--- EXCERPT PROVIDED ---
2018 FA WSL Cup final
- Event: 2017–18 FA WSL Cup
| Arsenal | Manchester City |
| 1 | 0 |
- Date: 14 March 2018
- Venue: Adams Park, High Wycombe
- Referee: Amy Fearn (Derbyshire)
- Attendance: 2,136

= 2018 FA WSL Cup final =

The 2018 FA WSL Cup final was the seventh final of the FA WSL Cup, England's secondary cup competition for women's football teams and its primary league cup tournament. It took place on the 14 March 2018, at Adams Park, contested by Arsenal and Manchester City, the only two teams to have ever won the tournament.

Arsenal had competed in all but one of the previous finals, whereas Manchester City had only previously appeared in two but won both of them. The two teams previously played out the 2014 FA WSL Cup final, which Manchester City won by a goal to nil.

Arsenal won the match 1–0, with a first-half goal from Vivianne Miedema.

== Route to the final==

| Round | Opposition | Score |
| GS | London Bees (H) | 7–0 |
| GS | Millwall Lionesses (A) | 5–2 |
| GS | Reading (H) | 1–2 |
| GS | Watford (A) | 6–0 |
| QF | Sunderland (H) | 3–1 |
| SF | Reading (A) | 3–2 |
Key: (H) = Home venue; (A) = Away venue; (N) = Neutral venue.

=== Arsenal ===
Arsenal's journey to the final began in the Group Stage, where they were drawn against Reading - who would go on to be a close rival in the league - as well as mostly lower-half FA WSL 2 teams London Bees, Millwall Lionesses and Watford. Games against the former and the latter would turn out to be easy and result in large winning margins, while a high-scoring away match against Millwall would result in a 5–2 victory. The goals scored in these matches would still not ultimately prove enough to secure Arsenal first place in their group, however, as the home tie against Reading finished with a disappointing 2–1 loss, and Arsenal qualified for the knock-outs in second behind their WSL 1 rival.

Progressing through to the quarter-finals Arsenal were drawn against Group One North winners Sunderland at home, who they would proceed to defeat by a two-goal margin in what would be new manager Joe Montemurro's first game.

They would then come up against Group Stage opponents Reading for a second time, this time being drawn away to the Berkshire team in the semi-finals. Once again they did not find their opponents easy, going down by a goal on two occasions before two late goals put them on top and through to the final.

(Records from a data source)
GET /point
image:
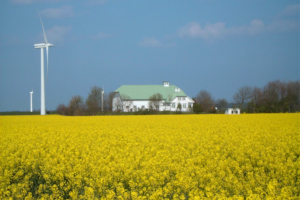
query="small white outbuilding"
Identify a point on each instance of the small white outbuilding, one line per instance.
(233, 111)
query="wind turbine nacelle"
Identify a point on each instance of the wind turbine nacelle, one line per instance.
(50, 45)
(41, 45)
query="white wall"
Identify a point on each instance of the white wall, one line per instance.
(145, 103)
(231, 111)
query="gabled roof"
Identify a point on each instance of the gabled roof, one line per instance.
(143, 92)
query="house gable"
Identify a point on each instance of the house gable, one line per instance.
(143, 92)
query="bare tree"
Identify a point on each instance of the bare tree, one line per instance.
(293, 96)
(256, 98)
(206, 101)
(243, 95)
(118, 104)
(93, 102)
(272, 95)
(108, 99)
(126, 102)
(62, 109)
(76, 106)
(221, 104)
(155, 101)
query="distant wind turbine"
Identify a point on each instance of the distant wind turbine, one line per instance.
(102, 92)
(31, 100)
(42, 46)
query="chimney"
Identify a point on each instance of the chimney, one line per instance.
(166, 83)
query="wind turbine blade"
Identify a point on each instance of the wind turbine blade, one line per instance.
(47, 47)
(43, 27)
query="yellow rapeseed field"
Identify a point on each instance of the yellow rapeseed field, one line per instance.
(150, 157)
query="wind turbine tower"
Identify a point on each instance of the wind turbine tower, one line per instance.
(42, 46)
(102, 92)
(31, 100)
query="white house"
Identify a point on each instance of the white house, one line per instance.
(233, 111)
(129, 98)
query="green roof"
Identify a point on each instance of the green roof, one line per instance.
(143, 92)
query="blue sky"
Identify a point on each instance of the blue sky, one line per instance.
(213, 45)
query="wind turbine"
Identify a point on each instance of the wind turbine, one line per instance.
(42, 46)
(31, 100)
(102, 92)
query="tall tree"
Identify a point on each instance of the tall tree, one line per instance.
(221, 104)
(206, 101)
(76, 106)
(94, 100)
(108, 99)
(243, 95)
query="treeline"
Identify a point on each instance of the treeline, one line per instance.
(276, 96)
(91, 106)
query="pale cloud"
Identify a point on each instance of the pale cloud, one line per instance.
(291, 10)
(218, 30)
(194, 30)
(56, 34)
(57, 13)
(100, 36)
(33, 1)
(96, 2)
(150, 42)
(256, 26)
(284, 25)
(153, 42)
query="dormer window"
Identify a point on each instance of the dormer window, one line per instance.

--- AIM 1 ---
According to the article on the 2018 FA WSL Cup final, who scored the match's only goal?
--- AIM 2 ---
List every team Arsenal faced in the Group Stage, according to the article on the 2018 FA WSL Cup final.

--- COMPLETE OUTPUT 1 ---
Vivianne Miedema, in the first half.

--- COMPLETE OUTPUT 2 ---
London Bees, Millwall Lionesses, Reading, Watford